Rewrite the lines of every item below, switching "Detect" to "Locate" throughout and leaving everything else unchanged.

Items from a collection

────────

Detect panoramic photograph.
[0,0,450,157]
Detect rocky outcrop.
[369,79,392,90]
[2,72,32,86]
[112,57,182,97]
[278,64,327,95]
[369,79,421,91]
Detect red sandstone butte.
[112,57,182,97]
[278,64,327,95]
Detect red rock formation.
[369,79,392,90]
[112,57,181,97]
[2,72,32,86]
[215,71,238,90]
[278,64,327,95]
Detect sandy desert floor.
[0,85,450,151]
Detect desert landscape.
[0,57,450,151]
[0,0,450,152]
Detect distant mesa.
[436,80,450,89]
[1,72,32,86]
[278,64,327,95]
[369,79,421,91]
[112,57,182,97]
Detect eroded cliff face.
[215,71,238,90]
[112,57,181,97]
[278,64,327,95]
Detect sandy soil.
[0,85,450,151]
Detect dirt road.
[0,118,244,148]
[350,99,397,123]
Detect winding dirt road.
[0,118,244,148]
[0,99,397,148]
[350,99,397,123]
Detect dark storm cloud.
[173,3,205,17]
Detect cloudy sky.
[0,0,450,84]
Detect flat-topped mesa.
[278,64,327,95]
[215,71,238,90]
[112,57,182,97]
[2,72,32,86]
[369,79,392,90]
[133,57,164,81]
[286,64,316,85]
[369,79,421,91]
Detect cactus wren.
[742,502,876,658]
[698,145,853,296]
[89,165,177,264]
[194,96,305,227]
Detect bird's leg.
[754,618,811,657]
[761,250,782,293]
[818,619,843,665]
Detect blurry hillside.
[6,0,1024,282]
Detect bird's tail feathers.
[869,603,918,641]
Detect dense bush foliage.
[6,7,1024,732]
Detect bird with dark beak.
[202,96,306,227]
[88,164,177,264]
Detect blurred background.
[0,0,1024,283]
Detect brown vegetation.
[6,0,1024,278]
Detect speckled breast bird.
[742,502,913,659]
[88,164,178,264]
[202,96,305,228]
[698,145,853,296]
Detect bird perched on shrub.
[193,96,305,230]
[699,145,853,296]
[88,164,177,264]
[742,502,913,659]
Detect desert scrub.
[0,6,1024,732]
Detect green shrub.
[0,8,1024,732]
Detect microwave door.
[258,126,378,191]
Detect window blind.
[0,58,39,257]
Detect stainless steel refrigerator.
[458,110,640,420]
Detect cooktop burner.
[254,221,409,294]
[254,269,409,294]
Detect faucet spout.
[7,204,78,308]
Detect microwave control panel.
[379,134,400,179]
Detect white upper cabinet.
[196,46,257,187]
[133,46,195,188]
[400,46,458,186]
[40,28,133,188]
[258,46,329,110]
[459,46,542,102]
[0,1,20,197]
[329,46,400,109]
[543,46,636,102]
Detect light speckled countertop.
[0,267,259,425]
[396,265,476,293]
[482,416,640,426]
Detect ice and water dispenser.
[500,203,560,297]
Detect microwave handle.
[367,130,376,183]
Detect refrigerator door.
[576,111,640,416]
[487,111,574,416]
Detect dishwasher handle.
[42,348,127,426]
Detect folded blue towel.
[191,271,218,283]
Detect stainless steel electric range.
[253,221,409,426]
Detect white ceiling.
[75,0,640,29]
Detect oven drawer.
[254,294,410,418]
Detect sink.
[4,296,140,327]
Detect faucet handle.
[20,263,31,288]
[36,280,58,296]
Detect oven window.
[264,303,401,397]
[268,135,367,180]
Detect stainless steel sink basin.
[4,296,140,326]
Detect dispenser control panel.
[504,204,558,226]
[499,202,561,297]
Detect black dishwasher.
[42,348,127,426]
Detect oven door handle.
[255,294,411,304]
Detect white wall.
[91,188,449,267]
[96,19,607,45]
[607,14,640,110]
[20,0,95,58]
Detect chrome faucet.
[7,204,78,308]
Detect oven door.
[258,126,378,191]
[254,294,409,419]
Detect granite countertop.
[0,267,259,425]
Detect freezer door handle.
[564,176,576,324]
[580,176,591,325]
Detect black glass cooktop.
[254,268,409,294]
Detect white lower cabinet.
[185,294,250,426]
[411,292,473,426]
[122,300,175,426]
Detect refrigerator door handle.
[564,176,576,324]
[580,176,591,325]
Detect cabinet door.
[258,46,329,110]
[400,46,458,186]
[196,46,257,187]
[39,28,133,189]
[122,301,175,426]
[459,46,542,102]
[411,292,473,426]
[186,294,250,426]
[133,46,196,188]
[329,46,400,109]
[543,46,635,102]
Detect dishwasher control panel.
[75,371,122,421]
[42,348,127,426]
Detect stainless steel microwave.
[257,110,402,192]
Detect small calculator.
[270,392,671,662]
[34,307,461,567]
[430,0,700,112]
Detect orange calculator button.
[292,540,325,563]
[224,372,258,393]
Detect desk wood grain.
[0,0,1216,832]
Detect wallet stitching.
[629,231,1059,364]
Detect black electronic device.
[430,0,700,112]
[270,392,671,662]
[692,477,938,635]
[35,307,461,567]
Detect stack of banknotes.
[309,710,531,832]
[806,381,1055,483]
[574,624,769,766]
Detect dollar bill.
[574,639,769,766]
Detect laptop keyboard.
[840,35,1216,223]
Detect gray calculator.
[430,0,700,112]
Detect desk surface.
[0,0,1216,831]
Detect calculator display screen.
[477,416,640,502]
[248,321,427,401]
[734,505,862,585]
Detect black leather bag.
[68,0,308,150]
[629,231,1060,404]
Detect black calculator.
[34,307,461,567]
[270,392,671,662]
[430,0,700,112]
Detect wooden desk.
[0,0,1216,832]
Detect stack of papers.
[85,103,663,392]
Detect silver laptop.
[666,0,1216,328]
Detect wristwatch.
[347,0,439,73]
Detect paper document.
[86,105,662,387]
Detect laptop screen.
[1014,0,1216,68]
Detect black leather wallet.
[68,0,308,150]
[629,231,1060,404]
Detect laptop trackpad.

────────

RESULT
Locate panoramic photograph.
[0,0,450,157]
Locate rocky outcrop.
[369,79,392,90]
[2,72,32,86]
[112,57,182,97]
[278,64,327,95]
[369,79,421,91]
Locate red sandstone butte.
[112,57,182,97]
[278,64,327,95]
Locate red rock formation.
[369,79,392,90]
[112,57,181,97]
[2,72,32,86]
[215,71,238,90]
[278,64,327,95]
Locate sandy desert floor.
[0,85,450,151]
Locate desert landscape.
[0,57,450,151]
[0,0,450,152]
Locate distant mesa.
[436,80,450,89]
[1,72,32,86]
[278,64,327,95]
[369,79,421,91]
[112,57,182,97]
Locate eroded cliff face.
[215,71,238,90]
[112,57,181,97]
[278,64,327,95]
Locate sandy soil.
[0,85,450,151]
Locate dirt road.
[0,118,244,148]
[350,99,397,123]
Locate winding dirt road.
[0,118,244,148]
[0,99,397,148]
[350,99,397,123]
Locate dark storm cloud.
[173,3,205,17]
Locate cloudy sky.
[0,0,450,84]
Locate flat-topped mesa.
[278,64,327,95]
[215,71,238,90]
[112,57,182,97]
[2,72,32,86]
[369,79,392,90]
[133,57,164,81]
[286,64,316,85]
[369,79,421,91]
Locate cactus wren.
[742,502,876,658]
[698,145,853,296]
[89,165,177,264]
[194,96,305,227]
Locate bird's leg.
[754,618,811,657]
[761,250,782,293]
[818,619,843,665]
Locate blurry hillside.
[6,0,1024,282]
Locate bird's tail feathers.
[869,603,918,641]
Locate dense bush foliage.
[6,7,1024,732]
Locate bird with dark beak.
[202,96,306,227]
[88,164,177,264]
Locate blurred background.
[0,0,1024,283]
Locate brown vegetation.
[6,0,1024,278]
Locate speckled breast bird.
[742,502,913,659]
[88,164,178,264]
[202,96,305,228]
[698,145,853,296]
Locate bird perched on shrub.
[193,96,305,230]
[699,145,853,296]
[88,164,177,264]
[742,502,913,659]
Locate desert scrub.
[0,6,1024,732]
Locate green shrub.
[0,8,1024,732]
Locate microwave door.
[258,126,378,191]
Locate window blind.
[0,58,39,257]
Locate stainless steel refrigerator.
[458,110,640,420]
Locate cooktop burner.
[254,221,409,294]
[254,269,409,294]
Locate faucet spout.
[7,204,78,308]
Locate microwave control panel.
[379,134,400,179]
Locate white upper cabinet.
[196,46,257,187]
[133,46,195,188]
[400,46,458,186]
[40,28,133,188]
[258,46,329,110]
[459,46,542,102]
[0,1,20,197]
[329,46,400,109]
[543,46,636,102]
Locate light speckled countertop.
[0,267,259,425]
[396,265,476,293]
[482,416,640,426]
Locate ice and water dispenser.
[500,203,560,297]
Locate microwave handle.
[367,130,376,183]
Locate refrigerator door.
[576,111,640,416]
[487,111,574,416]
Locate dishwasher handle.
[42,348,127,426]
Locate folded blue towel.
[191,271,218,283]
Locate stainless steel electric range.
[253,221,409,426]
Locate white ceiling.
[75,0,640,29]
Locate oven drawer.
[254,294,410,418]
Locate sink.
[4,296,140,327]
Locate faucet handle.
[20,263,31,288]
[36,280,58,296]
Locate oven window.
[264,303,401,397]
[268,135,367,180]
Locate stainless steel sink basin.
[4,296,140,326]
Locate dispenser control panel.
[504,204,558,226]
[499,202,561,297]
Locate black dishwasher.
[42,348,127,426]
Locate oven door handle.
[255,294,411,304]
Locate white wall.
[91,188,449,267]
[96,19,607,45]
[607,14,640,110]
[20,0,95,58]
Locate chrome faucet.
[7,204,78,308]
Locate oven door.
[258,126,378,191]
[254,294,409,419]
Locate granite countertop.
[0,267,259,425]
Locate freezer door handle.
[564,176,576,324]
[580,176,591,325]
Locate black glass cooktop.
[254,268,409,294]
Locate white lower cabinet.
[185,294,250,426]
[411,292,473,426]
[122,300,175,426]
Locate refrigerator door handle.
[564,176,576,324]
[580,176,591,325]
Locate cabinet door.
[258,46,329,110]
[400,46,458,186]
[196,46,257,187]
[39,28,133,189]
[122,301,175,426]
[459,46,542,102]
[411,292,473,426]
[186,294,250,426]
[133,46,196,188]
[329,46,400,109]
[543,46,635,102]
Locate dishwasher control panel.
[75,371,122,421]
[42,348,127,426]
Locate stainless steel microwave.
[257,110,402,192]
Locate small calculator.
[270,392,671,662]
[34,307,461,567]
[430,0,700,112]
Locate orange calculator button.
[292,540,325,563]
[224,372,258,393]
Locate desk wood grain.
[0,0,1216,832]
Locate wallet stitching.
[629,231,1059,364]
Locate black electronic device.
[430,0,700,112]
[270,392,671,662]
[692,477,938,635]
[35,307,461,567]
Locate stack of banknotes.
[309,710,531,832]
[806,381,1055,483]
[574,624,769,766]
Locate dollar bill.
[574,639,769,766]
Locate laptop keyboard.
[840,35,1216,223]
Locate gray calculator.
[430,0,700,112]
Locate desk surface.
[0,0,1216,831]
Locate calculator display screen.
[477,416,640,502]
[248,321,427,401]
[734,505,862,585]
Locate black leather bag.
[68,0,308,150]
[629,231,1060,404]
Locate black calculator.
[34,307,461,567]
[270,392,671,662]
[430,0,700,112]
Locate wooden desk.
[0,0,1216,832]
Locate stack of papers.
[85,103,663,392]
Locate silver laptop.
[666,0,1216,328]
Locate wristwatch.
[347,0,439,73]
Locate paper document.
[86,105,662,387]
Locate laptop screen.
[1014,0,1216,68]
Locate black leather wallet.
[68,0,308,150]
[629,231,1060,404]
Locate laptop trackpad.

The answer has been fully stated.